SET EXERCISE
Duplicate the lines of the entries below word for word, starting with the line that contains "Thank you for sharing the picture. Please indicate the grass" and going on through the end of the entries.

DATA SHOWN
━━━━━━━━

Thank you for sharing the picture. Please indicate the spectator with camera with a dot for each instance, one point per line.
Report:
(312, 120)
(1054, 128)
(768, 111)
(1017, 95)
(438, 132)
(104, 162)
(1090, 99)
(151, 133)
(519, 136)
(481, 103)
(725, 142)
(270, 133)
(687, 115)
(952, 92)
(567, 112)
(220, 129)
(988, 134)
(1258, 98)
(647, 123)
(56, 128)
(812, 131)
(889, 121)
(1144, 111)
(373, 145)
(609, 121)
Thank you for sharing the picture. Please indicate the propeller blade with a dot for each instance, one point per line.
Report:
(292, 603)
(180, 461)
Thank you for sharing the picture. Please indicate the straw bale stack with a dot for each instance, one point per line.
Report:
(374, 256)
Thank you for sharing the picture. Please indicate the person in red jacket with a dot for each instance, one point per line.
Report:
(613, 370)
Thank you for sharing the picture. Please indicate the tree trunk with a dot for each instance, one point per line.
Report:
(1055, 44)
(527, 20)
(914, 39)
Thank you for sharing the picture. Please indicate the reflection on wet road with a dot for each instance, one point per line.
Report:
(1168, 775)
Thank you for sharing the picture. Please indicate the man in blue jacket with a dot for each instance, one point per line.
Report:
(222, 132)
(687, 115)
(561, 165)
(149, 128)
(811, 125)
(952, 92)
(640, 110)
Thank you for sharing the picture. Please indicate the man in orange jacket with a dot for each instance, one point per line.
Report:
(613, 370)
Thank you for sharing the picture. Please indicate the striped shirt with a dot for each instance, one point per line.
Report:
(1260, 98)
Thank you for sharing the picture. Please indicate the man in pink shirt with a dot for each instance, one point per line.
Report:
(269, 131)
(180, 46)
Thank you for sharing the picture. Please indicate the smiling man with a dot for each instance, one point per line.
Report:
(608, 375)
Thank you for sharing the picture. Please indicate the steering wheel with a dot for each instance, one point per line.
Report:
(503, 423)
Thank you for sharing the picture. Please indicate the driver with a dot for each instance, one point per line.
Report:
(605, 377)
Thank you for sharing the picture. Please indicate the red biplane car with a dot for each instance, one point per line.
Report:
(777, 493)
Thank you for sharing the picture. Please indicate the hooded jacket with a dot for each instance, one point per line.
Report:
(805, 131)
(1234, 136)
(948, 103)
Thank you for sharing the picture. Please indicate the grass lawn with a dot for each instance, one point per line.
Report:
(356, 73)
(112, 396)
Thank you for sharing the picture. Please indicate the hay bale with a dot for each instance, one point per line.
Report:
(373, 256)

━━━━━━━━

WRITTEN RESPONSE
Thank you for sharing the picture. Please indicate the grass lawn with a dot for each instance, one point per line.
Report:
(356, 73)
(112, 396)
Thank you for sharing the picture. Please indicate the hay bale with a dot for each instance, one point per line.
Report:
(373, 256)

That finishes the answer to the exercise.